◆ **The task**
Echo the stretch of lines from the one containing "boy in blue" through the one containing "column 18, row 40", both included, reproducing each line verbatim and nothing else.

◆ **Input records**

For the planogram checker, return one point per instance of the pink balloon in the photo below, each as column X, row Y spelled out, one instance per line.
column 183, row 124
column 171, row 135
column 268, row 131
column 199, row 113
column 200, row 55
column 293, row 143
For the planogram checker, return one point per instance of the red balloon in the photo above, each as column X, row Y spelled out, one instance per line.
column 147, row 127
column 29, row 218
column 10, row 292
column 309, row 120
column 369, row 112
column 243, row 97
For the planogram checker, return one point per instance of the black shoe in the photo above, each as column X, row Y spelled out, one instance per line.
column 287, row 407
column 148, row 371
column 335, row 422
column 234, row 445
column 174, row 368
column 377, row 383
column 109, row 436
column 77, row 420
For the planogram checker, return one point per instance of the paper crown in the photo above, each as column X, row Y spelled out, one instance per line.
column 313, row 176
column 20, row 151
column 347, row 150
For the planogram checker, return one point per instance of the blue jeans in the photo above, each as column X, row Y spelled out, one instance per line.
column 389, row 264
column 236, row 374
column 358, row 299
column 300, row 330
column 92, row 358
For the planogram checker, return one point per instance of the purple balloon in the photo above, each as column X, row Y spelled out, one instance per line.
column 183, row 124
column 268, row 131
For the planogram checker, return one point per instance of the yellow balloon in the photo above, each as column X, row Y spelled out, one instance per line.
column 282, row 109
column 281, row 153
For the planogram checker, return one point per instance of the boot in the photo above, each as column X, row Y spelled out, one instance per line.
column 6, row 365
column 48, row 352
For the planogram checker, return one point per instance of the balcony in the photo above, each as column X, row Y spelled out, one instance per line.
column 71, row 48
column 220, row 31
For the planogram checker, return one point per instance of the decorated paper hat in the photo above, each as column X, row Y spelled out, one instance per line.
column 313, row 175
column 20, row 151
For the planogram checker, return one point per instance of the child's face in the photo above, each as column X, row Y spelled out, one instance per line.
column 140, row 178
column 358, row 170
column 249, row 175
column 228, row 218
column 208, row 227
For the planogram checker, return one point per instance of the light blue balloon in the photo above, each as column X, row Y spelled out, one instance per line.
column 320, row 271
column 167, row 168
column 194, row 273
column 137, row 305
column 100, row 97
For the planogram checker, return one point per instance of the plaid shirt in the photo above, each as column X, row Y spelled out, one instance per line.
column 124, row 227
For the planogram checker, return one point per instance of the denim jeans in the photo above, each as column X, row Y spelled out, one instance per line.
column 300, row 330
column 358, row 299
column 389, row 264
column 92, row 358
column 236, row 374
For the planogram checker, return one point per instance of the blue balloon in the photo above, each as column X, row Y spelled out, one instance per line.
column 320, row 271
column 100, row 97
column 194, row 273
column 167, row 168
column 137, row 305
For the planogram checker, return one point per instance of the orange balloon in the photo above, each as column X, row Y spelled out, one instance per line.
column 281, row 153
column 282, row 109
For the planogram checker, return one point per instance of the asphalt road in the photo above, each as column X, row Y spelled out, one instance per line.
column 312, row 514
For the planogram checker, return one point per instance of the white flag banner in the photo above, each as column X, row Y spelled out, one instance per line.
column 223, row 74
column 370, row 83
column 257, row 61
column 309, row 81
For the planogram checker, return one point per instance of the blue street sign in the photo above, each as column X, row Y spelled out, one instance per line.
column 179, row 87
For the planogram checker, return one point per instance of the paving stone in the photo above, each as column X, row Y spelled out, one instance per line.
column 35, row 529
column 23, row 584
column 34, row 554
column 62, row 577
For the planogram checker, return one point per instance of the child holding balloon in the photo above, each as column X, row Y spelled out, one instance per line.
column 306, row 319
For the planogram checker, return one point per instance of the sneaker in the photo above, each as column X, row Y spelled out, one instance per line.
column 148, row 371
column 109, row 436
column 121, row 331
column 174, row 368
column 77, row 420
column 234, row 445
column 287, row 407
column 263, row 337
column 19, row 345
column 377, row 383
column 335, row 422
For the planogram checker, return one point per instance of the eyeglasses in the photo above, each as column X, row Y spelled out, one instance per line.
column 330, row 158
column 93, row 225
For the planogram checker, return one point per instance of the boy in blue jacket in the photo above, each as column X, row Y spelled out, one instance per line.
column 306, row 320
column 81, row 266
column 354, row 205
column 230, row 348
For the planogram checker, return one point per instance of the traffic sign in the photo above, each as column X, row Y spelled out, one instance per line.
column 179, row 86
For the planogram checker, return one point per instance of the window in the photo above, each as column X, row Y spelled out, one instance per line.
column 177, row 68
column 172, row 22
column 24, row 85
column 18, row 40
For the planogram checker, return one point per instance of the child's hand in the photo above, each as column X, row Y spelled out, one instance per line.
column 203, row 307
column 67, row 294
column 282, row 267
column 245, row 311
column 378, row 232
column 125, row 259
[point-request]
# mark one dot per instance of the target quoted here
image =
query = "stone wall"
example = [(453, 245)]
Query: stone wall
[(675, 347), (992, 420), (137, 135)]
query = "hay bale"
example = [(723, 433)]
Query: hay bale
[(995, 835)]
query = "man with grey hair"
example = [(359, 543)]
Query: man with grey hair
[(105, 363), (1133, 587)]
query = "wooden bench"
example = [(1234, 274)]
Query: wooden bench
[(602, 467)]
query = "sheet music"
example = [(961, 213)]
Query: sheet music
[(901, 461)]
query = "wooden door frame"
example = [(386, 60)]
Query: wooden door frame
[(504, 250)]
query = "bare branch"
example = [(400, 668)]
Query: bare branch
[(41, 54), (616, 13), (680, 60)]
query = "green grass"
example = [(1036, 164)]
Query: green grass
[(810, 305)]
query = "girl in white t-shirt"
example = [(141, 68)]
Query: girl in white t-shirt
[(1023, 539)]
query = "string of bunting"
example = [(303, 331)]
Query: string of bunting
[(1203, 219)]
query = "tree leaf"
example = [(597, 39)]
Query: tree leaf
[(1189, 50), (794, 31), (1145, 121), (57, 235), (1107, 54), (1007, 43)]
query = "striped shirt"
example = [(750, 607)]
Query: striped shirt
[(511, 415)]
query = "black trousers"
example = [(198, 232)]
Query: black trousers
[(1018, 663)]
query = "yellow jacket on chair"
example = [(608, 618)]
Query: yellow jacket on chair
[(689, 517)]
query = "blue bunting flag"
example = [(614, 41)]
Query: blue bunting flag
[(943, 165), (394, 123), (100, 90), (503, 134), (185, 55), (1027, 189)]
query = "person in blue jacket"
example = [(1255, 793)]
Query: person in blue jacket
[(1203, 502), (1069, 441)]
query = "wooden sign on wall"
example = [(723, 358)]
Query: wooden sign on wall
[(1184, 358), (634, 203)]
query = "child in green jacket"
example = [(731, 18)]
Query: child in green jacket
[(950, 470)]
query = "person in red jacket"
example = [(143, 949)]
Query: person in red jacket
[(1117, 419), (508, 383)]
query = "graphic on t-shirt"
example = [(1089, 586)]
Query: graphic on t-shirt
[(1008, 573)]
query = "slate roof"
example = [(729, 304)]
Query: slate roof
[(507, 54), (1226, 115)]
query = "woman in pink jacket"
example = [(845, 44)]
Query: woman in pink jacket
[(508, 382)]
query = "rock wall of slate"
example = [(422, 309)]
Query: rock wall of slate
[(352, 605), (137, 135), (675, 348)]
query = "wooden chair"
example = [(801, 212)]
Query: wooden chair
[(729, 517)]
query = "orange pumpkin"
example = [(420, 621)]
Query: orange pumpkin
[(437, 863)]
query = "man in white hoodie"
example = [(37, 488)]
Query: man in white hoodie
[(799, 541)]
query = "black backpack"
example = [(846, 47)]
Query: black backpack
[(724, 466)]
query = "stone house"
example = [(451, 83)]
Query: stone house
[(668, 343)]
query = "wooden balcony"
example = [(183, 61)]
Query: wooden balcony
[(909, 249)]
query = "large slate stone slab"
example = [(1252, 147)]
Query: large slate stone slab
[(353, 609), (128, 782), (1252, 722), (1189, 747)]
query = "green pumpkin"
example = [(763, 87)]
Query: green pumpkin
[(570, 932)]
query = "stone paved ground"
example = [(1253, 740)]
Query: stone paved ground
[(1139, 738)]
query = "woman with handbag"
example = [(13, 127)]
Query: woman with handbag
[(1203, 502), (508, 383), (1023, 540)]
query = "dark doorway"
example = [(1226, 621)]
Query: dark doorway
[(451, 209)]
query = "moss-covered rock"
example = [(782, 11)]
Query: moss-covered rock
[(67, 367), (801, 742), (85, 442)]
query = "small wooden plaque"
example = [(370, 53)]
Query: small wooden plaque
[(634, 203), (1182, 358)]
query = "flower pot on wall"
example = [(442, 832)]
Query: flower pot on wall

◆ **Output of the task**
For the planogram checker, return one point per instance of the boy in blue jacket in the photo above, each as column X, row Y spelled out, one instance per line.
column 306, row 320
column 81, row 266
column 354, row 205
column 230, row 348
For the planogram checker, return one point per instance of the traffic sign in the photo above, each as column X, row Y spelled out, one instance per line.
column 179, row 86
For the planogram checker, return one point per instance of the window in the photo above, each as column X, row Y spelled out, one instance per line.
column 177, row 68
column 172, row 22
column 24, row 85
column 18, row 40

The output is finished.